Passage for review:
For his first prompt to the generative artificial intelligence chatbot, President Joe Biden asked ChatGPT about a lawsuit between New Jersey and his home state of Delaware because he had just given New Jersey-native Bruce Springsteen the National Medal of Arts, Arati Prabhakar, director of the White House’s Office of Science and Technology Policy (OSTP) and assistant to the president for science and technology, told Wired. Biden and Prabhakar then asked the chatbot to explain the lawsuit to a first grader.
“Immediately these words start coming out like, “OK, kiddo, let me tell you, if you had a fight with someone …,” Prabhakar said.
The two then asked ChatGPT to write a legal brief for a Supreme Court case, which ended up looking like a “very formal legal analysis,” Prabhakar said.
The president was also shown an AI-image generator demonstration of his dog, Commander, sitting behind the Oval Office’s Resolute desk, Prabhakar said. She told Wired that working with the president on his understanding of AI technology was “some of the most fun I’ve gotten on the job.”

Assigned task 1: In the passage about Biden trying ChatGPT, what did the AI image generator show the president?
Assigned task 2: Reproduce the passage about Biden trying ChatGPT word for word, starting at "For his first" and ending at "a first grader.".
Assigned task 3: Carry on the passage about Biden trying ChatGPT, picking up after its final sentence.

Excerpted records:
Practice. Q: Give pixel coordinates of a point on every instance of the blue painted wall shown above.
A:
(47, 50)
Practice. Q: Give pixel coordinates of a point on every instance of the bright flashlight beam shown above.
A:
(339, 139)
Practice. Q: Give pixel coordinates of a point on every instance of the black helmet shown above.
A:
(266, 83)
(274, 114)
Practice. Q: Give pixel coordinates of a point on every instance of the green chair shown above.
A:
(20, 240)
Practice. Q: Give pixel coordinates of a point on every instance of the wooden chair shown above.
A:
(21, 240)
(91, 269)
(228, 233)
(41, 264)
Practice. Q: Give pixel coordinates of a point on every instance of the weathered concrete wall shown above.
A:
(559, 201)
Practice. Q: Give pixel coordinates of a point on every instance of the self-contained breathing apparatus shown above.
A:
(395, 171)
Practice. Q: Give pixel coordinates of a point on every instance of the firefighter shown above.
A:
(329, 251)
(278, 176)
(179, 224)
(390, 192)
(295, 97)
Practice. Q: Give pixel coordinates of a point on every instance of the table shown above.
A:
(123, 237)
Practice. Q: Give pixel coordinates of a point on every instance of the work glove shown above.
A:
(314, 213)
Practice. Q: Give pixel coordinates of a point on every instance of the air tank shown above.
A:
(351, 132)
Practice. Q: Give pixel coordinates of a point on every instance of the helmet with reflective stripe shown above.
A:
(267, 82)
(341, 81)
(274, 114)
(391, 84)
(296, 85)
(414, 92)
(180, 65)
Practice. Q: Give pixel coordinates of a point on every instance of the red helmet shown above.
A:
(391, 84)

--

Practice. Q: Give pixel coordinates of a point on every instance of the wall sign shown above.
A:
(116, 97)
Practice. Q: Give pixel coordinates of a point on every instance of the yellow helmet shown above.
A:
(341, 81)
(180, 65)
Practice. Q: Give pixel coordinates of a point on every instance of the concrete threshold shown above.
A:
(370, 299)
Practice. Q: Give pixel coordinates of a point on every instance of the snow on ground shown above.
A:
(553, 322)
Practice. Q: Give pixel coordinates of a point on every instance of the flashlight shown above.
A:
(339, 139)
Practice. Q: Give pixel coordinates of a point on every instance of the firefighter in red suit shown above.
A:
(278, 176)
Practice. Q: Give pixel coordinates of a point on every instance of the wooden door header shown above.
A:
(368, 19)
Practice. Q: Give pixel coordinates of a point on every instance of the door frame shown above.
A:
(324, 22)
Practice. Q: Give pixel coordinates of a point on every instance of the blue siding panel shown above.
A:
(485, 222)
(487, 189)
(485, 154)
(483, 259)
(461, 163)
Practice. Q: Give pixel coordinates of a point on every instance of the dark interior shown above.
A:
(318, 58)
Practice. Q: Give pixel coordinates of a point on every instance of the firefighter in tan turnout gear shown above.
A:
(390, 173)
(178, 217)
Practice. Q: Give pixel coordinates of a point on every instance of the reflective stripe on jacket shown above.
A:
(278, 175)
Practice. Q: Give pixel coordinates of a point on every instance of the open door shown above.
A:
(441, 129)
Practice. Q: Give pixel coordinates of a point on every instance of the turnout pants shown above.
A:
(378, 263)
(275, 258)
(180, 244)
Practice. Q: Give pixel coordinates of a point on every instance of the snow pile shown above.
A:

---

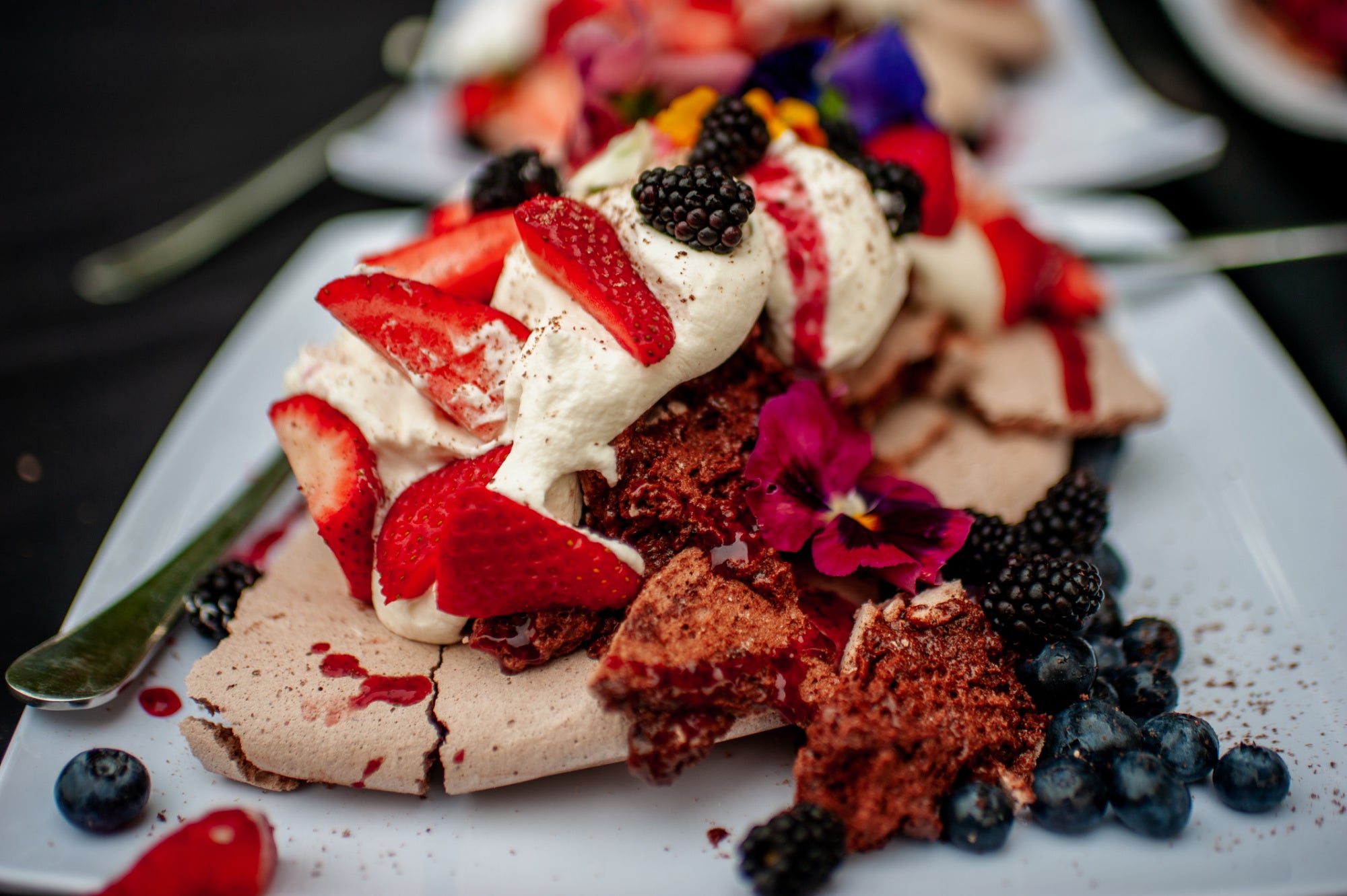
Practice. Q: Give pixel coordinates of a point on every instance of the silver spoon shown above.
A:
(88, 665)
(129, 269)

Exercise output 1: His dog, Commander, sitting behind the Oval Office's Resolute desk.

Exercise output 2:
For his first prompt to the generative artificial intelligence chatbot, President Joe Biden asked ChatGPT about a lawsuit between New Jersey and his home state of Delaware because he had just given New Jersey-native Bruce Springsteen the National Medal of Arts, Arati Prabhakar, director of the White House’s Office of Science and Technology Policy (OSTP) and assistant to the president for science and technology, told Wired. Biden and Prabhakar then asked the chatbot to explain the lawsuit to a first grader.

Exercise output 3:
Although Biden was aware of the technology before the demonstrations, Prabhakar said they “gave him direct experience” and that his first reaction was, “Wow, I can’t believe it could do that.”
Prabhakar is one of the 22 inaugural members of the government’s new Artificial Intelligence Safety and Security Board, which also includes OpenAI chief executive Sam Altman and Nvidia chief executive Jensen Huang. The board will advise the Department of Homeland Security (DHS) on protecting the economy, healthcare, and other industries from threats posed by AI. It will work with the department to form recommendations for preventing potential harm from using AI in critical infrastructure, including the power grid and transportation.
The board was established by the Biden administration’s executive order on safe, secure, and trustworthy AI.